= Beginning of Section =
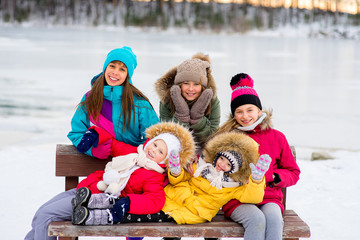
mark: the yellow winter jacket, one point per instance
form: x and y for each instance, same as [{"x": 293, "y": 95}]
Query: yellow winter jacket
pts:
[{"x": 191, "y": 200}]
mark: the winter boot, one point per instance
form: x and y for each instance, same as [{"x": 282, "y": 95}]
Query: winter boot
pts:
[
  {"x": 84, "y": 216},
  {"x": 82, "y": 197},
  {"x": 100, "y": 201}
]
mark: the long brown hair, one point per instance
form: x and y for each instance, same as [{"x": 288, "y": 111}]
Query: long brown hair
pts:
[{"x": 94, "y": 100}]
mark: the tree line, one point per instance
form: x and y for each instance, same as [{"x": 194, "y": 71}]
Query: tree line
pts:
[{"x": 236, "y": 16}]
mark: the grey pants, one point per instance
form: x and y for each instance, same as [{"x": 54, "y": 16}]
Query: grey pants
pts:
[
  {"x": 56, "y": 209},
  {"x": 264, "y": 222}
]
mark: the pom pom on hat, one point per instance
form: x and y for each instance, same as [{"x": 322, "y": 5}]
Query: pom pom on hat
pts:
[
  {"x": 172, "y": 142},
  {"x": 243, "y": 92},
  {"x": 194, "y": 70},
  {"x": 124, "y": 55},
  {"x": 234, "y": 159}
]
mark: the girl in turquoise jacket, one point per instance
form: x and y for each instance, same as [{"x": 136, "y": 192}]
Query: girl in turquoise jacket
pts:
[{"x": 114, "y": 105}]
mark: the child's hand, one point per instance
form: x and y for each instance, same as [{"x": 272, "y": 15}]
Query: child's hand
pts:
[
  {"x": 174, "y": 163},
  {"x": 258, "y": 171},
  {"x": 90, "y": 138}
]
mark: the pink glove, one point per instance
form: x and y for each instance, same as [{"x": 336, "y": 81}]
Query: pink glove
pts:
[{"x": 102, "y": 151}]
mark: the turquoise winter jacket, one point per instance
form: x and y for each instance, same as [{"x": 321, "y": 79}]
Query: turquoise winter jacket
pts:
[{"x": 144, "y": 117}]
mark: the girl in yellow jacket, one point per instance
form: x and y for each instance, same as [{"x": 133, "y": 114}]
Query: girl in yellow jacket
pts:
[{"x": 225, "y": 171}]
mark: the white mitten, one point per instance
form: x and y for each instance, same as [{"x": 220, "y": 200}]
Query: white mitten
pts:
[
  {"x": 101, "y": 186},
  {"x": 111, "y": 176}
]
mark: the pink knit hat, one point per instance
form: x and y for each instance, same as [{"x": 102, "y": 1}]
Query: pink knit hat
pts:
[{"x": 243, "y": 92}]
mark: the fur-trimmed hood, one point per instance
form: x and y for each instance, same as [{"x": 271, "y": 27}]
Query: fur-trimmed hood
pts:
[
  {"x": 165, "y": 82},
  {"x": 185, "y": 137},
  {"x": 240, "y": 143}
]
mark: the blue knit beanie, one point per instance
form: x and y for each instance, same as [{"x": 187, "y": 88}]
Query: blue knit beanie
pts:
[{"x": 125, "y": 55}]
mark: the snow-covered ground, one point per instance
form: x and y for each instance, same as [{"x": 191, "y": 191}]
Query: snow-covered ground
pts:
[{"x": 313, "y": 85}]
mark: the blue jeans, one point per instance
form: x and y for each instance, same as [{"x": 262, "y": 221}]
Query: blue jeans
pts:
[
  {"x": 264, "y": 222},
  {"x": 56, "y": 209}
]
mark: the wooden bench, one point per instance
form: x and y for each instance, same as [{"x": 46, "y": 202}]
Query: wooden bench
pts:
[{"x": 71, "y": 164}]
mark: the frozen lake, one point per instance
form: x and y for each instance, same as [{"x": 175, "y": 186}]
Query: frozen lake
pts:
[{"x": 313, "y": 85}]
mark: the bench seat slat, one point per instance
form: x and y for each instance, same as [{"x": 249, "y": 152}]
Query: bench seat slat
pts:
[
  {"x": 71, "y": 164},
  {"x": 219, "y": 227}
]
= End of Section =
= Beginning of Section =
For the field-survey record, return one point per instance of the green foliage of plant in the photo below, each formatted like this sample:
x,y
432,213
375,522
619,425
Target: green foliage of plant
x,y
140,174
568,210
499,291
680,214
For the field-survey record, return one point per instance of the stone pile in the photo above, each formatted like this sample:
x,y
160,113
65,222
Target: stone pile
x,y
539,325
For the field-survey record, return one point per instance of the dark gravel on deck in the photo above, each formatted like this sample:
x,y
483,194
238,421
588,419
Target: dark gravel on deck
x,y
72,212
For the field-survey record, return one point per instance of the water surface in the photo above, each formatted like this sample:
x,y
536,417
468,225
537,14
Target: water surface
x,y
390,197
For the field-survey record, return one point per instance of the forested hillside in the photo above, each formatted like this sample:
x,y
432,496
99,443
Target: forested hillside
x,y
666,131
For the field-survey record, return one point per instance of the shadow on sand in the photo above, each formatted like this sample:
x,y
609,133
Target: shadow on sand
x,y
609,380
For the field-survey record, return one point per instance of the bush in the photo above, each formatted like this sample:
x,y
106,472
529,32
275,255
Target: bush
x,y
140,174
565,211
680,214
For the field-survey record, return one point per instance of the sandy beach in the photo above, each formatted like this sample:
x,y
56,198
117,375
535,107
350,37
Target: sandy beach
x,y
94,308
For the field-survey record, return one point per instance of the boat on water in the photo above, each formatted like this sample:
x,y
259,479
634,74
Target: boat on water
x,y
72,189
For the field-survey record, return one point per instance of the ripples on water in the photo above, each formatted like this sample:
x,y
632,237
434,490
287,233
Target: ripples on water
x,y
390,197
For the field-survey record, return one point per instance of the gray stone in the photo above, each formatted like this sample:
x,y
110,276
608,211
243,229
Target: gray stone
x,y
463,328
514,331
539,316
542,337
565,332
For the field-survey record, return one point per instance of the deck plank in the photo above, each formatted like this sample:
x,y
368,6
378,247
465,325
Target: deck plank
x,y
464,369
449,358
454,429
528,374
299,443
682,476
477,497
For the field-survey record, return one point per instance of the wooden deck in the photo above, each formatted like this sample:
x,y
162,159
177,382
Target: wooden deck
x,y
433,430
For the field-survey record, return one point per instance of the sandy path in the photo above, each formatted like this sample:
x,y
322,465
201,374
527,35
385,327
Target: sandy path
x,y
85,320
= End of Section =
= Beginning of Section =
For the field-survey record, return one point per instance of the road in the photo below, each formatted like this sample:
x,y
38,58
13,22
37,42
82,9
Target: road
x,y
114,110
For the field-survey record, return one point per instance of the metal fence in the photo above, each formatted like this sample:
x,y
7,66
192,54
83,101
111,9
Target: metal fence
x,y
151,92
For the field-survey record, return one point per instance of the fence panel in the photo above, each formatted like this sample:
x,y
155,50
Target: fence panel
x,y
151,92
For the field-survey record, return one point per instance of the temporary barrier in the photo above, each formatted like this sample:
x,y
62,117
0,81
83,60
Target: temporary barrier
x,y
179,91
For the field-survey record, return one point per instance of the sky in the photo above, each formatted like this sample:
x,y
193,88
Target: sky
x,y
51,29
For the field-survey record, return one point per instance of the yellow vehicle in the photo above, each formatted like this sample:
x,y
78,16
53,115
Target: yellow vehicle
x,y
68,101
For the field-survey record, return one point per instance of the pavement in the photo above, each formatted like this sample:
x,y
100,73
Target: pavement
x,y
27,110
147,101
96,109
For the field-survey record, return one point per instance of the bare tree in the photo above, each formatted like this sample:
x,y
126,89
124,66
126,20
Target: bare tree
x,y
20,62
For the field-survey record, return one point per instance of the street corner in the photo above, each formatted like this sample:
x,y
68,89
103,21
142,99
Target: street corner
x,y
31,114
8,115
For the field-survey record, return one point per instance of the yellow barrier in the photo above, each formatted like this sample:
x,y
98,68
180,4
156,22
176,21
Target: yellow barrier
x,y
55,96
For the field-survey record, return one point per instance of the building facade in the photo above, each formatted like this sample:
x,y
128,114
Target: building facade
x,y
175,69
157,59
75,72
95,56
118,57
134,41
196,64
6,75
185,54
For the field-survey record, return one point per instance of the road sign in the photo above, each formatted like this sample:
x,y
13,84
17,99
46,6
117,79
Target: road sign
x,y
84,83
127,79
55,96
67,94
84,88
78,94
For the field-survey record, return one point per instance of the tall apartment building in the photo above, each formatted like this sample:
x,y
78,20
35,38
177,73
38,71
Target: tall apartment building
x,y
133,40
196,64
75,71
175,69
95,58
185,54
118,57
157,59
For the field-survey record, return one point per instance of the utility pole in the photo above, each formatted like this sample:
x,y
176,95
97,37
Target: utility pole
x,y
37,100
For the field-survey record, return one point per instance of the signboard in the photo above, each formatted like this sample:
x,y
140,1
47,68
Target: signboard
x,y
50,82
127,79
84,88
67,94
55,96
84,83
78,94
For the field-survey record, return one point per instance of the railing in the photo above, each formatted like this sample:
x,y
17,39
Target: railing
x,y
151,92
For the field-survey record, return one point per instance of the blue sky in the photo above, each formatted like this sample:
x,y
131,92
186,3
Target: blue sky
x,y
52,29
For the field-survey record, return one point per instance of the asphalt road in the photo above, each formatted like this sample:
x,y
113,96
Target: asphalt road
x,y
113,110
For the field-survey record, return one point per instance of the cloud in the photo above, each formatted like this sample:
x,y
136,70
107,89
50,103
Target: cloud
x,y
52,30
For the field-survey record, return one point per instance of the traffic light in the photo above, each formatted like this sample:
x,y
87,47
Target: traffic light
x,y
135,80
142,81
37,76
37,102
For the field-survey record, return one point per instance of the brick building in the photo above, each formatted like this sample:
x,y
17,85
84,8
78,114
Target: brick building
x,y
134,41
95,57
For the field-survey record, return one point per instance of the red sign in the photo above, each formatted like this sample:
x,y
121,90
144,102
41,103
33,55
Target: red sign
= End of Section =
▶ [What the task requires]: Among the records above, find each line holding the string "hand" and pull it out.

▶ [Output for this exercise]:
mark: the child's hand, one point per instance
Query: child's hand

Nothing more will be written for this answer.